▸ **EXTRAIT**:
L’une des limites à l’essaimage de ces modèles concerne la capacité des acteurs à se regrouper en réseau pour constituer des filières locales robustes et pour construire une gouvernance capable d’embrasser les multiples enjeux de l’alimentation de manière décloisonnée : il faut défendre une stratégie globale de production agricole et d’alimentation avec des soutiens pédagogiques, sociaux, techniques et économiques, nécessaires pour une bonne coordination des acteurs. Pour les fermes indoor plus spécifiquement, la constitution de consortiums industriels capables de répondre aux besoins et exigences de marchés actuels et futurs paraît essentielle.

Dans un contexte de changement climatique, ces innovations répondent à des besoins différents, et permettent de développer des relations nouvelles, mutuellement bénéfiques entre parties prenantes. À l’image de la permaculture qui s’appuie sur et valorise les écosystèmes naturels, ces modèles de fermes urbaines renforcent les écosystèmes urbains et valorisent les interactions entre acteurs en activant des leviers spécifiques : plutôt socioécologiques dans le cas de la microferme, et plutôt technico-économiques dans le cas de productions en environnement contrôlé.

Auteur : Renaud LOESEL


[1Utopies estime à environ 2 % le gain d’autonomie alimentaire de l’agriculture urbaine dans les 100 premières villes françaises (https://utopies.com/publications/autonomie-alimentaire-des-villes). Charvet et Laureau (2018) estiment à 10 ou 15 % l’autonomie alimentaire des métropoles en considérant l’ensemble des espaces productifs disponibles : jardins potagers, friches, toits, façades, balcons et terrasses, bacs de permaculture, etc.

[2Voir les rapports du Groupe intergouvernemental d’experts pour le climat (GIEC), notamment deux parmi les derniers : « Réchauffement planétaire de 1,5° C » (2022) et « Changement climatique et terres émergées » (2019), https://www.ipcc.ch/languages-2/francais/.

▸ **OBJECTIF VISÉ**: Dans le texte sur les fermes urbaines, reprenez mot pour mot le passage qui s'ouvre sur les mots contenant « [1Utopies estime à » et se clôt sur « de permaculture, etc. ».

▸ **DONNÉES FOURNIES**:
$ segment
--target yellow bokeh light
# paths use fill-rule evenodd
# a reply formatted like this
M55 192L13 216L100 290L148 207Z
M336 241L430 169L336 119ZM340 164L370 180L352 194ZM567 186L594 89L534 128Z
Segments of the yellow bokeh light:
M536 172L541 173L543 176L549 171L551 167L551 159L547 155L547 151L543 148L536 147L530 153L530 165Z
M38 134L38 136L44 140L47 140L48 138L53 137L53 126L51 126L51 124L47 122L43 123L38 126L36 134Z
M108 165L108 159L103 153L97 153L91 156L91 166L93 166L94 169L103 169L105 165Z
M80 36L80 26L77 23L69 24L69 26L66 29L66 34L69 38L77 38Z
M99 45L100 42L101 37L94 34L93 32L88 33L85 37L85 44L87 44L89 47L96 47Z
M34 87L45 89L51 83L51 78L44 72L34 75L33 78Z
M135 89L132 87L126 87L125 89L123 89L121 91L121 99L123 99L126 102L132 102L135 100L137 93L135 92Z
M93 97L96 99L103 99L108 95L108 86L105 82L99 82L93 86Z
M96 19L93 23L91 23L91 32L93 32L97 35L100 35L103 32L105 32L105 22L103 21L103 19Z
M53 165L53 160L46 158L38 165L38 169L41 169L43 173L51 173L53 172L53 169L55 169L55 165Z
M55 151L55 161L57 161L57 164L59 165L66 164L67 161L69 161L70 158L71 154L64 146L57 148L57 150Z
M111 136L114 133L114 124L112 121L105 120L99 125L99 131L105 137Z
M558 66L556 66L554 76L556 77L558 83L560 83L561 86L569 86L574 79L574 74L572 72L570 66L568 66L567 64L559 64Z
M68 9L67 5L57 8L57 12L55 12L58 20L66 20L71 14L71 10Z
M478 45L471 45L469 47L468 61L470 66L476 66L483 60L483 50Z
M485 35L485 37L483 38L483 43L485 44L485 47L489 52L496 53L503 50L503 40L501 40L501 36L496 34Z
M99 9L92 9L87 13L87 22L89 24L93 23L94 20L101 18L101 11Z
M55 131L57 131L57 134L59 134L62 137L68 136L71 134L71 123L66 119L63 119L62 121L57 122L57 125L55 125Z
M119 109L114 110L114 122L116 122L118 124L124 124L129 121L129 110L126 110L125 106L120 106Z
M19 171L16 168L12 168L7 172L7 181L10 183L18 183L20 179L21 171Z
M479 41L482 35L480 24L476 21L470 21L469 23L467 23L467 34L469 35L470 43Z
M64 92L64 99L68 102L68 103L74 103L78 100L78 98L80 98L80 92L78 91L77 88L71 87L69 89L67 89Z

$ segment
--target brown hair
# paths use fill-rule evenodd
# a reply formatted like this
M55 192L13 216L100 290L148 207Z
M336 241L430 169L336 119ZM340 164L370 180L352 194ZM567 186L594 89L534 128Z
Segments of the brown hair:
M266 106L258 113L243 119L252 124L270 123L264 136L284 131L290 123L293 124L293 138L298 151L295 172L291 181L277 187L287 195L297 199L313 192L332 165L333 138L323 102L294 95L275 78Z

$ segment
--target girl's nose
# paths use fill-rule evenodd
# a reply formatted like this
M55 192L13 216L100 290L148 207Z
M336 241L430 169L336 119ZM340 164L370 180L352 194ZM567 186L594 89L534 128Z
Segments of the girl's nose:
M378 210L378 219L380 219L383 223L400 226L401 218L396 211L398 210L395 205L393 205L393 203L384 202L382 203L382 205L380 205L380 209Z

▸ **RÉPONSE ATTENDUE**:
[1Utopies estime à environ 2 % le gain d’autonomie alimentaire de l’agriculture urbaine dans les 100 premières villes françaises (https://utopies.com/publications/autonomie-alimentaire-des-villes). Charvet et Laureau (2018) estiment à 10 ou 15 % l’autonomie alimentaire des métropoles en considérant l’ensemble des espaces productifs disponibles : jardins potagers, friches, toits, façades, balcons et terrasses, bacs de permaculture, etc.